(Directions for this task): Give every line of the listing below as a numbered list, skipping blank lines and leaving the pictures out of your answer.

[Entries for labeling object positions]

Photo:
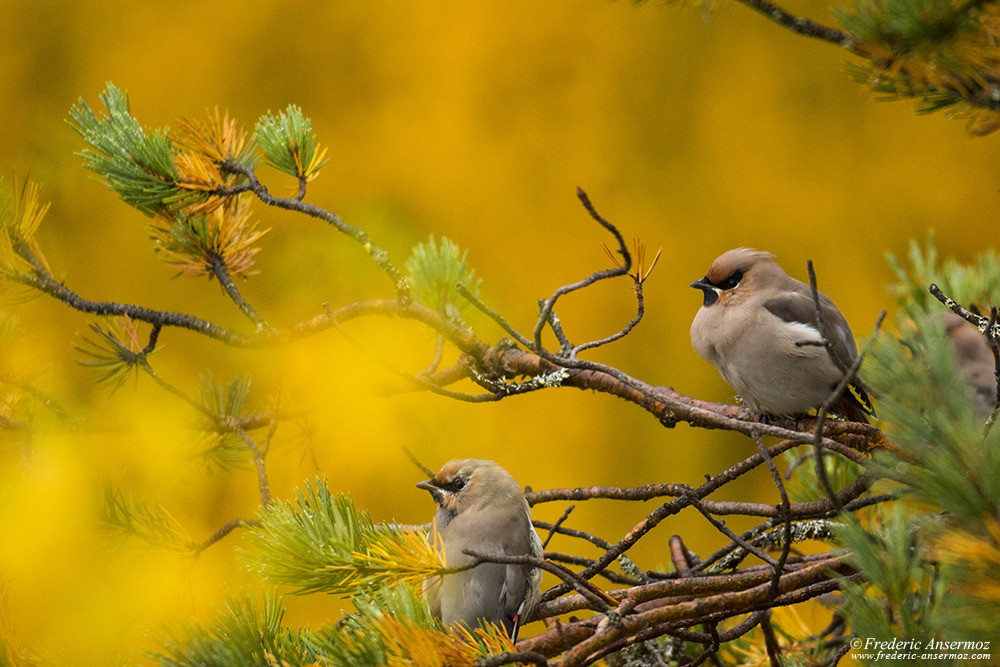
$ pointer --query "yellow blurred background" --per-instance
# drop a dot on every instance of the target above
(692, 131)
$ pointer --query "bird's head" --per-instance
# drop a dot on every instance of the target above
(734, 274)
(464, 484)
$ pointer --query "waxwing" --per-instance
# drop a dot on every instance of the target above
(975, 362)
(482, 509)
(758, 326)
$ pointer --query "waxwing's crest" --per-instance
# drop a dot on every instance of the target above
(738, 259)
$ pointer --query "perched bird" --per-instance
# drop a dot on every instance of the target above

(Solution for this exercise):
1. Photo:
2. $ pointer --query "yellow blurred background" --per-instance
3. # drop a dot on every instance of the target above
4. (692, 131)
5. $ pointer --query "bird's head" --per-instance
6. # drop a dot on every instance of the target above
7. (734, 274)
8. (464, 484)
9. $ pointer --query "waxwing" --per-instance
10. # drop a dot on every instance of the target above
11. (975, 362)
12. (482, 509)
13. (758, 326)
14. $ pointer --query "waxwing's crest" --per-instance
15. # drop a dot on every instance of the target above
16. (738, 259)
17. $ pointer --query "perched bird" --per-instance
18. # drop a dot on every instance of the target above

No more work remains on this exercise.